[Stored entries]
********
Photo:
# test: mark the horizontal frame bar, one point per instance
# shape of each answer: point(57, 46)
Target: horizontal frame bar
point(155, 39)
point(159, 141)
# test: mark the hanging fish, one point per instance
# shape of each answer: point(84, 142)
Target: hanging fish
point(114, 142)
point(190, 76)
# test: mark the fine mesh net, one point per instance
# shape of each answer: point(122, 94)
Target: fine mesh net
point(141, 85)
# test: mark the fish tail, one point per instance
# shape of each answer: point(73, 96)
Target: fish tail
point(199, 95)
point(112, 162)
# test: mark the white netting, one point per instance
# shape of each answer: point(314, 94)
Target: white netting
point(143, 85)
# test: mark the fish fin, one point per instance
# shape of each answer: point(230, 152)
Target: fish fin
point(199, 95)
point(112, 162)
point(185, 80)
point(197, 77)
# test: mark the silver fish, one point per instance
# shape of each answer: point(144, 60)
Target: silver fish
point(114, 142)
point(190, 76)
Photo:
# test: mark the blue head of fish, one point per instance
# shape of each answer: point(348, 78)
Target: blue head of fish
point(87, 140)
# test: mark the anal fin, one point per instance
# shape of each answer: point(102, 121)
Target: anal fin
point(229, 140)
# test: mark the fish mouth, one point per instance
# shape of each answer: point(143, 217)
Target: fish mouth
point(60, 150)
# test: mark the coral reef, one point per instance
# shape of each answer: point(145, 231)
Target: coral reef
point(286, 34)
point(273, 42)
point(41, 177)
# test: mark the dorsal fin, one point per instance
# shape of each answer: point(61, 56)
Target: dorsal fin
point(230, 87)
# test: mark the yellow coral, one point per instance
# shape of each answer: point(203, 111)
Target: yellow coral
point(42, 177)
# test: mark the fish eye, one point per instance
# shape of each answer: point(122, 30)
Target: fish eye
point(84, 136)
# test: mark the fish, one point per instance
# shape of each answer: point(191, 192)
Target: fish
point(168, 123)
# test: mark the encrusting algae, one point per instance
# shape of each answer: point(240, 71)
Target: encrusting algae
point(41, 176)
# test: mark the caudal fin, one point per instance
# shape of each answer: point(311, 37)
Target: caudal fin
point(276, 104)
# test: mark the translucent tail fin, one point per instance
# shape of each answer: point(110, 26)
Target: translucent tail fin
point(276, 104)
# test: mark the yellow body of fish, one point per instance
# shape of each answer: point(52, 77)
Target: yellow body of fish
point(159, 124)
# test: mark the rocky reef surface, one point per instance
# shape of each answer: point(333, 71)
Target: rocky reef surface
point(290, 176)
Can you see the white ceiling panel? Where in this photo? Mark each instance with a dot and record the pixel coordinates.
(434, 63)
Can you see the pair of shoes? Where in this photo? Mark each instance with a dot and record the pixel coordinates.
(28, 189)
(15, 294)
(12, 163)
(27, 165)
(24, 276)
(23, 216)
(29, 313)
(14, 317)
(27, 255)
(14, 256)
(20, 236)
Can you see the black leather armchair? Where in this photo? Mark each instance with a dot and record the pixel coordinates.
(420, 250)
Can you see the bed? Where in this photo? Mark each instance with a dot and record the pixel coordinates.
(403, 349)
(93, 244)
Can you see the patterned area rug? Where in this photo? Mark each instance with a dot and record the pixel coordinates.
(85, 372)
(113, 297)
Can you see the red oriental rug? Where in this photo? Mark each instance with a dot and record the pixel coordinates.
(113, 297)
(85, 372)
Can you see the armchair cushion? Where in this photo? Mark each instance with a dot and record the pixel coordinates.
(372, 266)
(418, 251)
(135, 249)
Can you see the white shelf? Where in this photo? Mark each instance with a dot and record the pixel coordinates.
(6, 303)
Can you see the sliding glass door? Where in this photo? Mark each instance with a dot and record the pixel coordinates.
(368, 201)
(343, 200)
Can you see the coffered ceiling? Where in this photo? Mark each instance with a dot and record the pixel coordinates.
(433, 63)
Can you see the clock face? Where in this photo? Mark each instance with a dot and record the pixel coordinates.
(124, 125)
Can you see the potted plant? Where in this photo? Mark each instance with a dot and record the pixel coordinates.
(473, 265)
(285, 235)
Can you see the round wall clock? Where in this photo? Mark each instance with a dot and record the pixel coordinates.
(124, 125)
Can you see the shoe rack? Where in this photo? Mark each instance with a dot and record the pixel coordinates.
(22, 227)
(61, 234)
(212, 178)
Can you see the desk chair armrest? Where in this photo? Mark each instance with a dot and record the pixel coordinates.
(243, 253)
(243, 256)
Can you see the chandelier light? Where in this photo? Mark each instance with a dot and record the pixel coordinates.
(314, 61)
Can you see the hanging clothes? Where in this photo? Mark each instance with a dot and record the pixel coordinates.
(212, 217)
********
◆ TO DO ◆
Using the records above, set down exactly the lines from the one with "# test: mark the fish mouth, one" through the one with "# shape of each answer: point(122, 30)", inclusive, and nothing more.

◆ EXERCISE OUTPUT ◆
# test: mark the fish mouth, one point per instance
# shape of each answer: point(143, 217)
Target: fish mouth
point(60, 150)
# test: mark the coral reef, one point per instance
# shape of each answer: point(145, 231)
Target: coral reef
point(286, 34)
point(273, 42)
point(41, 177)
# test: mark the dorsal fin, one point per instance
# shape of each answer: point(61, 56)
Target: dorsal fin
point(230, 87)
# test: mark the yellow coral, one point per instance
# shape of each answer: point(203, 111)
Target: yellow coral
point(42, 177)
# test: mark the fish eye, one point per instance
# shape of each answer: point(122, 30)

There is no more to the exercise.